**Requirement 1**
According to the defence procurement article, what is the FY27 capital allocation estimate?
**Requirement 2**
From the defence procurement article, copy out word for word the stretch from "When tax receipts" through "and customer advances.".

**Document text**
-------

In between sit the Request for Proposal, field trials, commercial negotiation and the Cabinet Committee on Security. Those stages can stretch from months to over a decade. The Defence Secretary, speaking in March 2025, was unusually candid. “The timelines we have given ourselves are too luxurious,” he said, conceding that even drafting RFPs before AoN had become “inoperable.” The Chief of Defence Staff, at multiple forums last year, criticised vendor delays through even emergency procurement cycles. The institutional acknowledgement is there.
The procurement-to-delivery pipeline is slower than what headline allocations suggest, and slower than what defence preparedness arguably requires.
Subtler Than A Budget Cut
None of this is the same thing as a budget cut. The capital allocation is rising. The FY27 estimate is Rs 2.19 lakh crore, 22% above FY26. The order books and AoN approvals are real, the political signalling around indigenisation has rarely been louder, but for a supplier’s balance sheet, only acceptance can convert an order into revenue. On the complex-platform end of the supply chain, these appear to be running slower than production.
When tax receipts disappoint, and the deficit target binds, the easiest spending to pace is the kind where the supplier can carry the delay on its own balance sheet for a year or two. India’s listed platform-makers are debt-free or lightly geared, cash-rich, with access to supplier credit and customer advances.
The Ministry of Defence has not signalled, in any document, that it is consciously pacing acceptances. In late 2025 it signalled the opposite, with public pushback against vendor delays and statements about cancelling contracts that miss delivery windows. But the on-the-ground evidence is consistent with a procurement cycle whose downstream stages have begun running slower than its upstream announcements: record AoN-to-contract gaps, inventory builds at every listed platform-maker, shrinking customer advances at Mazagon Dock, defence-segment revenue collapsing two quarters running at Bharat Forge.
What To Watch From Here
What investors and analysts should watch in FY27 is straightforward. If the inventory line at each defence platform-maker falls as acceptances catch up, it would be because of earlier lumpiness. If it stays high or climbs further, the inventory is absorbing more working capital.
Shrinking customer advances signal that orders are being placed without the upfront cash that funds them, which is consistent with a customer pacing its outflow. A receivables build points to the MoD acknowledging delivery but slow-walking the payment. Above all, watch the four conversion ratios across the procurement chain: AoN to contract, contract to delivery, delivery to acceptance, acceptance to payment. In FY26 each one of those weakened.
This has implications for valuation. The sector trades at price-to-earnings multiples that have, since 2023, priced in order-book translation rather than current earnings. HAL, BDL, Mazagon Dock and the listed private platform-makers all carry forward multiples well above their long-term historical averages.
The aggregate order pipeline across BDL, HAL, BEL, Mazagon Dock, Garden Reach, Cochin Shipyard, Bharat Forge defence, Solar Industries, Zen Technologies and Astra Microwave now exceeds Rs 4.5 lakh crore on a conservative reading using filed company backlog disclosures, and materially higher if analyst characterisations of the broader pipeline are used rather than firm contracted backlog .
Against a combined annual revenue of roughly Rs 99,000 crore, that is multi-year visibility that no other Indian industrial set can match. What it does not yet provide is conversion.
The gap between order and delivery has widened mostly where the procurement system has its most acceptance stages: the platforms. If FY27 brings revenue growth at the platform-makers in line with their order books, FY26 was just lumpy timing. If it does not, India’s defence story will have to be read not as a procurement boom but as a procurement promise the government has not yet found room to pay for.
Dev Chandrasekhar advises corporations on multi-stakeholder narratives related to markets, valuation, governance, and doing-by-design.

-------

**Data to examine**
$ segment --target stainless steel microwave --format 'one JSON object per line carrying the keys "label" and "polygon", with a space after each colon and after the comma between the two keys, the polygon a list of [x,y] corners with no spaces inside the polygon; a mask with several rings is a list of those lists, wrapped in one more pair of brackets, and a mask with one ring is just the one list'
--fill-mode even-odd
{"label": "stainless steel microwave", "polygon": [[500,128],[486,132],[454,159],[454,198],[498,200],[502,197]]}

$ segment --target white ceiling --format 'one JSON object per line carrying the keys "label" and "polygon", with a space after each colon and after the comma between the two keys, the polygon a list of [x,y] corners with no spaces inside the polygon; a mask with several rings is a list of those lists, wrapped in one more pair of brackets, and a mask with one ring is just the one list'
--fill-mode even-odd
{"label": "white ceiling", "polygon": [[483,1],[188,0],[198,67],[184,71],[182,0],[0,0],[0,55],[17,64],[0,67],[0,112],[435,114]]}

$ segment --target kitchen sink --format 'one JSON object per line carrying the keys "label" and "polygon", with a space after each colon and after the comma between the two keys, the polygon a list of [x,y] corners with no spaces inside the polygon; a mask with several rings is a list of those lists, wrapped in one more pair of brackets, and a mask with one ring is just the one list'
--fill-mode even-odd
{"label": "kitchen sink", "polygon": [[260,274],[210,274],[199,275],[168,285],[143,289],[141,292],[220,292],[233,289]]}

-------

**Your solution 1**
Rs 2.19 lakh crore, 22% above FY26.

**Your solution 2**
When tax receipts disappoint, and the deficit target binds, the easiest spending to pace is the kind where the supplier can carry the delay on its own balance sheet for a year or two. India’s listed platform-makers are debt-free or lightly geared, cash-rich, with access to supplier credit and customer advances.